The request: Copy the lines that follow, keeping every character the same.

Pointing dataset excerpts

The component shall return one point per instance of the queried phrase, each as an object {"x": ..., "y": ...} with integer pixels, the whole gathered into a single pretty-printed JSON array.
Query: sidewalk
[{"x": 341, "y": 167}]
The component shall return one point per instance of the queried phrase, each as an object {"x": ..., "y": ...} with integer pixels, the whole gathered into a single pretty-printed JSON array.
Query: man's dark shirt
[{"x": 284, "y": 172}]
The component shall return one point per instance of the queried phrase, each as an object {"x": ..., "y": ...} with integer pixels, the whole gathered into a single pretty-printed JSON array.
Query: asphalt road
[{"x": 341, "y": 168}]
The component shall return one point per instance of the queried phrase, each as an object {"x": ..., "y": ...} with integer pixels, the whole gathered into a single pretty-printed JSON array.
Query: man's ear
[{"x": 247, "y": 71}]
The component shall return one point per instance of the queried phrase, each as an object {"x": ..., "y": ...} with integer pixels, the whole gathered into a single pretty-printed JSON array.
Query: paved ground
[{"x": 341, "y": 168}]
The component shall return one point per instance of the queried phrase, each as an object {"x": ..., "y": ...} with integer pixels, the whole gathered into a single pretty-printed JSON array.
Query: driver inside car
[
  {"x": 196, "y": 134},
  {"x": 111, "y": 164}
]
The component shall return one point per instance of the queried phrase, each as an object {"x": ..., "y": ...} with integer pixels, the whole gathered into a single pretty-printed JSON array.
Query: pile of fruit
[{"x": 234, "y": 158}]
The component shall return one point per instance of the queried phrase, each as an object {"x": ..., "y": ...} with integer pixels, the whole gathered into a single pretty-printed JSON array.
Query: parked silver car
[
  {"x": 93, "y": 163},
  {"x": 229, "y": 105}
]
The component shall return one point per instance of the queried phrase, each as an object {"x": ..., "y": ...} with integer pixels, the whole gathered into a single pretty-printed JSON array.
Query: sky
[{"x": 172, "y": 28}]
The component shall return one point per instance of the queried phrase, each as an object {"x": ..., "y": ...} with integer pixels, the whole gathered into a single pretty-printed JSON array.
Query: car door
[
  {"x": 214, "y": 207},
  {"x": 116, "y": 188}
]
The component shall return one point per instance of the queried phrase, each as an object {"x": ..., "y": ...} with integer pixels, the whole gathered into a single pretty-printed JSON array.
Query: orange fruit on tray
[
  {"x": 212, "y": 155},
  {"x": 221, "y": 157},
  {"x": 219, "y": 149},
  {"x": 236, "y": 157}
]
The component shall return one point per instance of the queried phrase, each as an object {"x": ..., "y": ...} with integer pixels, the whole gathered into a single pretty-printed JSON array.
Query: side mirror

Solution to this task:
The component shall return one point per instance of the queried phrase, each as an object {"x": ..., "y": ...} with integer pixels, the whole gathered into a single pretty-printed JSON array.
Query: sidewalk
[{"x": 341, "y": 167}]
The component shall return one point per instance of the queried phrase, each as an object {"x": ..., "y": ...} with integer pixels, the whole gathered into a single pretty-printed JSON array.
Query: man's dark shirt
[{"x": 284, "y": 172}]
The component shall return one point per instance of the queried phrase, each as an object {"x": ..., "y": ...} with integer pixels, the whole gathered into a single pretty-printed JSON array.
Query: asphalt road
[{"x": 341, "y": 168}]
The component shall return one point per instance of the queried phrase, each as an object {"x": ..., "y": ...} with integer pixels, the whole gathered into a single pretty-printed JSON array.
Query: man's ear
[{"x": 247, "y": 71}]
The component shall return one point per instance of the queried phrase, each as an object {"x": ..., "y": ...} with integer pixels, the whole gathered into a single pretty-printed JSON array.
Query: paved ground
[{"x": 341, "y": 168}]
The component shall return one point per instance of the queried phrase, each as an object {"x": ..., "y": ...} with integer pixels, the whole gathered into a single pretty-printed JSON array.
Query: driver inside car
[
  {"x": 196, "y": 134},
  {"x": 111, "y": 164}
]
The component shall return one point per instance of the queried phrase, each as an object {"x": ..., "y": ...} with integer pixels, the whole gathered into a single pretty-printed JSON array.
Query: pile of fruit
[{"x": 234, "y": 158}]
The component shall return one point per instance of the queried phrase, each as an object {"x": ..., "y": ...} with integer pixels, the whole gathered into a single pretty-printed JSON array.
Query: parked silver car
[
  {"x": 93, "y": 163},
  {"x": 229, "y": 105}
]
The component shall return one point per instance of the queried phrase, each as an object {"x": ..., "y": ...} with integer pixels, the whole gathered into a single pretty-printed JSON array.
Query: sky
[{"x": 172, "y": 28}]
The component shall return one point per instance of the queried phrase, each as an object {"x": ..., "y": ...} with integer pixels, the whole gathered into a single pretty-printed JSON array.
Query: car door
[
  {"x": 214, "y": 207},
  {"x": 116, "y": 188}
]
The component shall return one point per instance of the queried phrase, each as an object {"x": ..., "y": ...} with integer pixels, the whole gathered into a single pretty-printed JSON array.
Query: orange fruit on tray
[
  {"x": 212, "y": 155},
  {"x": 221, "y": 157},
  {"x": 219, "y": 149},
  {"x": 236, "y": 157}
]
The component shall return one point per instance of the queried phrase, each as an object {"x": ..., "y": ...} with integer pixels, the whole gathered into a single pretty-printed JSON array.
Query: side mirror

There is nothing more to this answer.